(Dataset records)

□ □ □ □

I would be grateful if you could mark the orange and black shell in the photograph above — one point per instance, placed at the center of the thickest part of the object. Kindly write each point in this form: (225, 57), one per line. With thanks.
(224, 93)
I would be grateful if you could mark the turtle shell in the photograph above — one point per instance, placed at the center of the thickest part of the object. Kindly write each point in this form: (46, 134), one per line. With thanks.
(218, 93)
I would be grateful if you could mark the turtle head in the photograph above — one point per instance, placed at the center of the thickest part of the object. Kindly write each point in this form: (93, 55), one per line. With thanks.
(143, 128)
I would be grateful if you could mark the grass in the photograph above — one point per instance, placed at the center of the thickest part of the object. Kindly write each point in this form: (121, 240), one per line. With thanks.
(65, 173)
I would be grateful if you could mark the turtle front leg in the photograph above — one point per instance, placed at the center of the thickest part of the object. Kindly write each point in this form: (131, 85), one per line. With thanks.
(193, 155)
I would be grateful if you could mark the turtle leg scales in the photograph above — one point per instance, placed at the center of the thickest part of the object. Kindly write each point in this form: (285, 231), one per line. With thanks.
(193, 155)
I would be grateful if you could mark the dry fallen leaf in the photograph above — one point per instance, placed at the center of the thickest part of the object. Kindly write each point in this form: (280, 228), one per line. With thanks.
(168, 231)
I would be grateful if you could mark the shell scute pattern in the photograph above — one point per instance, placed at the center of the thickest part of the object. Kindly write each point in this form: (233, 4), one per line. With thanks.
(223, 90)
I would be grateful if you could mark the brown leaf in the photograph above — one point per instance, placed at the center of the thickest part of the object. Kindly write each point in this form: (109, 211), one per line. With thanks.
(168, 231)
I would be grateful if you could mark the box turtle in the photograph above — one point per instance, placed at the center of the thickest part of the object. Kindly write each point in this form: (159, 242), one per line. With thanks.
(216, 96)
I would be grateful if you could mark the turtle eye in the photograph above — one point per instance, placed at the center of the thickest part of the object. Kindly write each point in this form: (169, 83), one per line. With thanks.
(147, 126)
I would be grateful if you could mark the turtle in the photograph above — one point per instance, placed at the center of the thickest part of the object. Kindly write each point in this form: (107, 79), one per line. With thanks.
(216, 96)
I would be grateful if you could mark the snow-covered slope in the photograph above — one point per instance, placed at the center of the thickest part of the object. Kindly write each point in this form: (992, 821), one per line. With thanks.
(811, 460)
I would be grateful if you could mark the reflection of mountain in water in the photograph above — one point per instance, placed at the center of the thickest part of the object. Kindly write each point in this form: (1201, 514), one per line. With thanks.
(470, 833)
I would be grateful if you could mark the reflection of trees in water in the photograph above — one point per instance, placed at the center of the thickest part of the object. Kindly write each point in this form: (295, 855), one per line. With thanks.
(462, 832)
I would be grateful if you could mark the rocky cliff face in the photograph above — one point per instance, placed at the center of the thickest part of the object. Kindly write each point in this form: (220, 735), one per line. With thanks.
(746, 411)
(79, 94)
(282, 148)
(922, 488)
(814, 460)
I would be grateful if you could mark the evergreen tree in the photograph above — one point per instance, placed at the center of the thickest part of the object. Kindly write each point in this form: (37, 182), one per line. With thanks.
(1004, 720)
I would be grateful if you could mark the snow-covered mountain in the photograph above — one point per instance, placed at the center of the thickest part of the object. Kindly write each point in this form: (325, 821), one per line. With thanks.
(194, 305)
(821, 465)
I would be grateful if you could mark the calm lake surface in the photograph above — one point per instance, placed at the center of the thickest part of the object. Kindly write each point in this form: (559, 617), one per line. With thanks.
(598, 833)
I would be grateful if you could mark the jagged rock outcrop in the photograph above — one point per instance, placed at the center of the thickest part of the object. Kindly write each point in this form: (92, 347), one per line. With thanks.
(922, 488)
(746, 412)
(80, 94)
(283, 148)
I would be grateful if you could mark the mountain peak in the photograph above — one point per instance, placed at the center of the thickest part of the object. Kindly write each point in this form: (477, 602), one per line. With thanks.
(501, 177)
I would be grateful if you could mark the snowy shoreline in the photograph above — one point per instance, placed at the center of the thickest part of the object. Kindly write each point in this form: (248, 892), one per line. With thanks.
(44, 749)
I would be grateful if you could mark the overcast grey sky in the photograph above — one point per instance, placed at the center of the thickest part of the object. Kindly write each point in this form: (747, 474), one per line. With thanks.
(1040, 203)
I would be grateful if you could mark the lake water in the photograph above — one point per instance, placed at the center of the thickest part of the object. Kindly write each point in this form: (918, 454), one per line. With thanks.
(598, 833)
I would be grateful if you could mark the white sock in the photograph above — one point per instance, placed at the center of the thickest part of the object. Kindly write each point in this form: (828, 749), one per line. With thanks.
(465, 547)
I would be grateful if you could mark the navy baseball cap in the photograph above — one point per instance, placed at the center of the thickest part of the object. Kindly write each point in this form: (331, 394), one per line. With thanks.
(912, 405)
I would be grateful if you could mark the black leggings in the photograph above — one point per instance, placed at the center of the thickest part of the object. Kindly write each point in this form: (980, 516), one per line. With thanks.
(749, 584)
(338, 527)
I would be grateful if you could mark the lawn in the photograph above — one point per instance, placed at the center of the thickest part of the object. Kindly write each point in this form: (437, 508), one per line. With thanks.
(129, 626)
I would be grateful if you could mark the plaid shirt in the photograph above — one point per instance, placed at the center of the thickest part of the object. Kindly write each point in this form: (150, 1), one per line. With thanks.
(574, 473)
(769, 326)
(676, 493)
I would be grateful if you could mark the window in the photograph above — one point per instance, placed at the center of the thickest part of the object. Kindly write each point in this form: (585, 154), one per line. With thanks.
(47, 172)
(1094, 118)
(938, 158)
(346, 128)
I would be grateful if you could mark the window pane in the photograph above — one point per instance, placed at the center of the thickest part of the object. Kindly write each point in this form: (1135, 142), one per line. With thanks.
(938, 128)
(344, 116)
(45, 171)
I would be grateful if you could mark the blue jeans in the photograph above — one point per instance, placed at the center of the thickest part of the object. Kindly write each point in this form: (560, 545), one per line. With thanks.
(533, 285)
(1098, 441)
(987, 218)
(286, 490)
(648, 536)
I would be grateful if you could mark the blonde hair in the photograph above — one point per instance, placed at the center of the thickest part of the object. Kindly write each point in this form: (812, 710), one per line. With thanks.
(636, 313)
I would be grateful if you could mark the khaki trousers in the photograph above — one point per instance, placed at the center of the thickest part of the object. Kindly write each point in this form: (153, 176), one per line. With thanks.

□ □ □ □

▶ **WHAT THE TASK ASKS**: Reproduce the data verbatim, starting at the line that contains "I would be grateful if you could mark the blue" and continuing through the last line of the data.

▶ **TASK OUTPUT**:
I would be grateful if you could mark the blue jeans in the photograph above — one point per instance, placed at the center of the thickest part of the object. Kindly write each point in this form: (560, 545), one per line. With thanks.
(533, 285)
(1098, 441)
(987, 218)
(286, 490)
(648, 536)
I would be grateful if you could mark the blonde hair in the photograph above — one point per instance, placed at the center of the thickest part of the object. Kindly write each point in this form: (812, 710), one per line. With thanks.
(636, 313)
I would be grateful if you could mark the khaki trousers in the photograph above — one point per instance, placed at the center of the thickest part of the object. Kindly write each point in this form: (153, 176), one per line. With thanks.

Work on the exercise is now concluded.